## WHAT YOU ARE ASKED TO DO:
Lines in which "position" appears should be pulled from the data below.

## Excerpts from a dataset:
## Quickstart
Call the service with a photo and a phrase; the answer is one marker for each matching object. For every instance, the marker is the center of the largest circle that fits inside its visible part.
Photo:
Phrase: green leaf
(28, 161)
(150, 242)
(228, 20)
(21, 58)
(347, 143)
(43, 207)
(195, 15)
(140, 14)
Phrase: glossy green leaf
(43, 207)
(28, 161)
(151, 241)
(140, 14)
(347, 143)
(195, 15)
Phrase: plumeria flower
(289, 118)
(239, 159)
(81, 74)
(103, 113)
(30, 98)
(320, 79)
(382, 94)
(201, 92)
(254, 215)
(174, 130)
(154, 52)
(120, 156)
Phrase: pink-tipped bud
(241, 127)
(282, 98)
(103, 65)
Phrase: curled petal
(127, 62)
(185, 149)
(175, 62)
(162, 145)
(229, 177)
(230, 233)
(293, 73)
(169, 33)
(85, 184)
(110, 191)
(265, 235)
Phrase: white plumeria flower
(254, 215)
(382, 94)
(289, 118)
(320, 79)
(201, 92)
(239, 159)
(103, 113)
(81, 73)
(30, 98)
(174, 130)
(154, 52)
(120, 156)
...
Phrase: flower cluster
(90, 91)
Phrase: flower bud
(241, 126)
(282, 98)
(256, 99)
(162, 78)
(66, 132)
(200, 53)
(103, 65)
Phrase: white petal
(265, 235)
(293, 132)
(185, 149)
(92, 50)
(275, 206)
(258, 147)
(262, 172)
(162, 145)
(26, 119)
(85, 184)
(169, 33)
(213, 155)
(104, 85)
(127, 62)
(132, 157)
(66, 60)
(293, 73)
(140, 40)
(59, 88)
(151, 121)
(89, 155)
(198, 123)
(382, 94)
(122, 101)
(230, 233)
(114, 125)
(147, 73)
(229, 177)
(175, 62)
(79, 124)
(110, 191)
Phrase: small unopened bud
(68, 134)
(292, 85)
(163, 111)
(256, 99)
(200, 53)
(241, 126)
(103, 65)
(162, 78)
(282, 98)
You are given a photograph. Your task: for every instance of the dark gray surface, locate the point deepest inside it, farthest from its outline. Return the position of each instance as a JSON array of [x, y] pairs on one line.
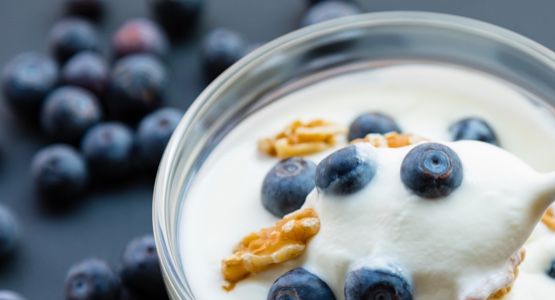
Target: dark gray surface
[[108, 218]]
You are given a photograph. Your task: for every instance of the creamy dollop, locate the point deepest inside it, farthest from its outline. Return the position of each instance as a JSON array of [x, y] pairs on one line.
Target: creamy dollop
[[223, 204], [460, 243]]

## EXERCISE RESULT:
You are given a photograph. Your task: for every instance of the dark gray surface, locate the point deepest inside it, farthest from its outline. Return the position of each instance as a JSON array of [x, y] pairs on one line.
You are given a photograph. Your task: for every instance of the creamy dollop, locate the point deepest inside it, farthest from its outline. Return the position of each instance as a JSON array of [x, y] pairs on one line.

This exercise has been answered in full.